### What is expected
Write the records out again exactly, leaving no images in.

### Dataset records
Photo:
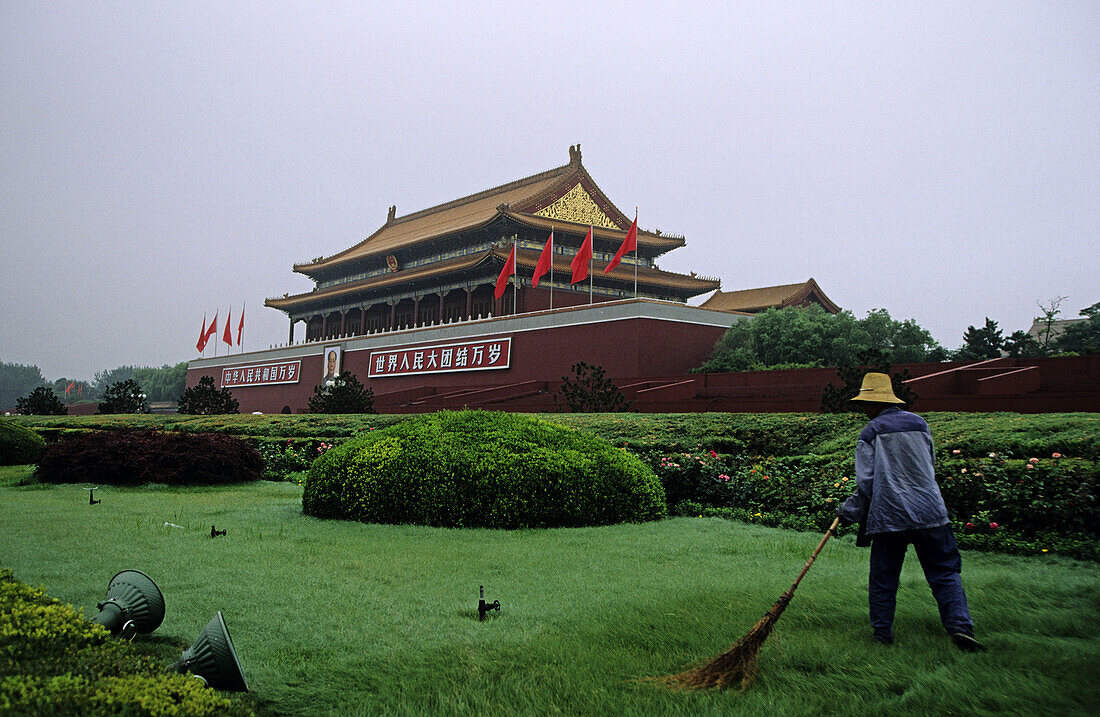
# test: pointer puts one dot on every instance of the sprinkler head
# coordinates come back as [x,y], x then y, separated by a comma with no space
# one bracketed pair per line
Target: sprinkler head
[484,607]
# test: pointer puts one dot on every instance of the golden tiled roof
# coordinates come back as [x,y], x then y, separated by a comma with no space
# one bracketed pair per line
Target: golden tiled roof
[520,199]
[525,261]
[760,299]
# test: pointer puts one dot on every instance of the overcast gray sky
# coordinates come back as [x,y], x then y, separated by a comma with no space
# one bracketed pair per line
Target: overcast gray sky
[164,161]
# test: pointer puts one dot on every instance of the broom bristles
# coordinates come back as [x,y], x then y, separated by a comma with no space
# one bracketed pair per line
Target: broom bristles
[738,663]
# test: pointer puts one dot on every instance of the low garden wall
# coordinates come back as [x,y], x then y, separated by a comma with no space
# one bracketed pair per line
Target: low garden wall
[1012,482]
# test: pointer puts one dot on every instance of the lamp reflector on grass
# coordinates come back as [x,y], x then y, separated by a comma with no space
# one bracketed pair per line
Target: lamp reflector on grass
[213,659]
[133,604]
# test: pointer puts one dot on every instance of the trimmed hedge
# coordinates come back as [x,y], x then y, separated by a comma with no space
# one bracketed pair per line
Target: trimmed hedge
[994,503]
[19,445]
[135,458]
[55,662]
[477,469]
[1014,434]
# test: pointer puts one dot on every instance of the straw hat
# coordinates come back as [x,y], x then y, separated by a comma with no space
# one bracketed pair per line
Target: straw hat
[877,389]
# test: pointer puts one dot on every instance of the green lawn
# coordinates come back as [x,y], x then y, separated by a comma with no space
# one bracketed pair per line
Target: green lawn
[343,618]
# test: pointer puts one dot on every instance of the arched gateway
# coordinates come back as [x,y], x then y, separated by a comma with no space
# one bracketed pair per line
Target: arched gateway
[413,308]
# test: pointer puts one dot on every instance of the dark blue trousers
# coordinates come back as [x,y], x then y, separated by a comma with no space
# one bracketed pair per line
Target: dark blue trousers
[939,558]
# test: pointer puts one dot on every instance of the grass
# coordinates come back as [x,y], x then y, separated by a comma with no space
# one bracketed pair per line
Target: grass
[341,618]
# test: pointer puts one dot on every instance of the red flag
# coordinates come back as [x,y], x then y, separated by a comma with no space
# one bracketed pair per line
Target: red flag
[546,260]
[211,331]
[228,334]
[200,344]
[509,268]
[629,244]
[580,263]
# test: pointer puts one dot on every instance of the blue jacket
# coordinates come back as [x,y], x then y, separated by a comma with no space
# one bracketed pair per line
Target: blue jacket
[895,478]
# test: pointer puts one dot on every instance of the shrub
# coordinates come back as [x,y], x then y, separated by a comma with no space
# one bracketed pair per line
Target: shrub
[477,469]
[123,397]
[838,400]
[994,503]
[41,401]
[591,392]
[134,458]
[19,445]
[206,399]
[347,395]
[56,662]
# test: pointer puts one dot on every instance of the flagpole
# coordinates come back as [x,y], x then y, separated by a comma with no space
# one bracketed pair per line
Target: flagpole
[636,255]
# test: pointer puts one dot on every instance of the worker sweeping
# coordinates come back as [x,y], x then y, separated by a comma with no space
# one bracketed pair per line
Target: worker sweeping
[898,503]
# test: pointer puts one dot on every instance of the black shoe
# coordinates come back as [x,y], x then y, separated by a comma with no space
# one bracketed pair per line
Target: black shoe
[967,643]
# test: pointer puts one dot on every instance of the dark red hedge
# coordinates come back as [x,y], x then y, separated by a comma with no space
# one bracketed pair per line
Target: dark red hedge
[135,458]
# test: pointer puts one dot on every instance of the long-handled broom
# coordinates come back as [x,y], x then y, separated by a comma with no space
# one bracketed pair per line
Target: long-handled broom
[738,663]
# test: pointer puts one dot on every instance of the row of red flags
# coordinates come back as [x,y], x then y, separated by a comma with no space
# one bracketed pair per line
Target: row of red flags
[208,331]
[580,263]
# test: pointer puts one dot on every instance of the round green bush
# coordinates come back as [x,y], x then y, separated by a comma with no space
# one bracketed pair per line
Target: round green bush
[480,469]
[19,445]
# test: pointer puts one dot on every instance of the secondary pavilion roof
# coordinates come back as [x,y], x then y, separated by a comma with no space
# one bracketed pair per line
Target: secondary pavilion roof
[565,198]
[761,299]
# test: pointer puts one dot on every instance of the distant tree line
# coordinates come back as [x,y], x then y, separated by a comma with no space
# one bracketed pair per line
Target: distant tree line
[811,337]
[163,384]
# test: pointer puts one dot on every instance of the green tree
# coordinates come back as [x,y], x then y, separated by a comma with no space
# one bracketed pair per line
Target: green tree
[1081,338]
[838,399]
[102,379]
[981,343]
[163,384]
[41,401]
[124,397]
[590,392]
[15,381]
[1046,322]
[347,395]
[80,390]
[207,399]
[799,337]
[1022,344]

### Response to this exercise
Photo:
# test: pointer puts one dot on every instance of the sprinkler head
# coordinates come back as [x,y], x then y, separated by a comma with no space
# one bracketed pair per line
Target: sprinkler head
[484,607]
# test: pointer puts one dot on every instance of the golden tiled roof
# coordinates come back as [x,y], x then y, separated by a comma with no space
# one bracketed pair per line
Target: golden tiled roof
[520,199]
[525,261]
[760,299]
# test: pointer puts one dot on every instance of the overcast gray sky
# coordinates come back as [x,y], x then y, separated by a comma with no space
# one bracketed pair per line
Target: overcast gray sky
[164,161]
# test: pointer puts one dot on every instance of the broom bristles
# coordinates come back as [x,y], x then y, separated by a comma with no space
# one bracketed pair per line
Target: broom bristles
[738,663]
# test: pointer puts one dot on every instance of the low garden wall
# coordinates come back as [x,y], x then y, separated by a comma with no space
# one bracketed pair per line
Target: low garden wall
[1012,482]
# test: pointer puts one dot on every instance of the lamp reflector on grass
# coordinates come back as [x,y], x then y, separated by a comma with no space
# one bracketed pair per line
Target: lamp reflector on grass
[213,659]
[133,604]
# test: pointer puts one dot on every instance of the trimmed hedge
# coordinates come back as [x,y], x then y, separated by a comma with no space
# one bracketed pair per line
Target: trimmed hedge
[994,503]
[19,445]
[135,458]
[55,662]
[477,469]
[1014,434]
# test: pointer puts one dot on every instance of the straw hat
# coordinates come back as [x,y], x then y, separated by a comma with no space
# one bracketed pair per line
Target: straw hat
[877,389]
# test: pointer puts one dot on every instance of the green lawn
# coordinates come back as [x,y], x then y, separated by a comma with no space
# one bracketed pair per line
Target: green lawn
[343,618]
# test: pointer puts one dot on every instance of the arched gateway
# coordinates come back as [x,y], x then y, separated by a comma with no space
# one bracketed pair per line
Target: arched gateway
[413,308]
# test: pointer puts one dot on every instance of the dark blue trousers
# coordinates come back as [x,y], x then y, separated by a comma with no space
# one bracketed pair per line
Target: dark blue trousers
[939,558]
# test: pointer puts one dot on every instance of the grass
# coordinates come back as [x,y], x then y, separated by a comma with no space
# one bracketed pair per line
Target: grass
[341,618]
# test: pointer puts one dot on every instance of the red flag
# coordinates come back as [x,y], x then y, separated by a comma with no space
# one bracketed pair per line
Target: red flag
[546,260]
[211,331]
[228,334]
[200,344]
[509,268]
[629,244]
[580,263]
# test: pointer puts one dot on every instance of the blue jacket
# coordinates come back as [x,y], x then y, separated by a comma with no space
# one bracketed pair per line
Target: blue jacket
[895,478]
# test: pointer puts one dot on every instance of the shrub
# coordinates come back as [x,y], x then y, separated by a comma with no space
# one bracketed pair per line
Target: shrub
[477,469]
[123,397]
[838,400]
[994,503]
[41,401]
[591,392]
[134,458]
[19,445]
[206,399]
[347,395]
[56,662]
# test: pointer puts one dot on every instance of the flagpole
# coordinates come back as [x,y], x then y, separated by a comma with no space
# one bracketed pair per line
Target: flagpole
[636,255]
# test: pointer puts one dot on every instance of the worker sweeping
# coordinates come back as [x,y], x then y, separated by a comma with no space
# one bracketed pair per line
Target: worker sweeping
[898,503]
# test: pointer puts one dot on every instance of the black shoe
# coordinates come back as [x,y], x then y, separated by a comma with no space
# one bracketed pair per line
Target: black shoe
[967,643]
# test: pointer puts one dot on every instance of the dark red hedge
# coordinates come back as [x,y], x then y, separated by a comma with no space
# one bracketed pair per line
Target: dark red hedge
[135,458]
# test: pointer puts one dot on every instance of the long-handled broom
# coordinates come back as [x,y], x then y, separated by a comma with no space
# one bracketed pair per line
Target: long-handled broom
[738,663]
# test: pointer puts one dot on every instance of the row of red flags
# coordinates come back as [x,y], x then y, separated by a comma with no space
# one bracketed pair per line
Target: row of red flags
[208,331]
[580,263]
# test: pointer puts one dot on every instance of the round green bush
# coordinates come back as [x,y], x then y, separated by a comma with no space
# one bracketed pair per line
Target: round green bush
[480,469]
[19,445]
# test: pointer puts one dot on every instance of the secondary pavilion roof
# coordinates come back as [x,y], x then y, separated by a comma with no space
# one bracketed pair per line
Target: secondary pavilion roof
[565,198]
[761,299]
# test: pointer puts one dot on every instance of the distant tree line
# coordinates come back as [x,y], x then y, separated by a comma with no space
# one bracketed pair per line
Target: distant tree line
[811,337]
[163,384]
# test: pointer puts one dot on every instance of the green tree
# coordinates come back as [x,y], x then y, separated by a comma with no space
# one bracketed pair per line
Target: green tree
[1081,338]
[838,399]
[102,379]
[981,343]
[163,384]
[41,401]
[124,397]
[590,392]
[15,381]
[1046,322]
[347,395]
[80,390]
[207,399]
[799,337]
[1022,344]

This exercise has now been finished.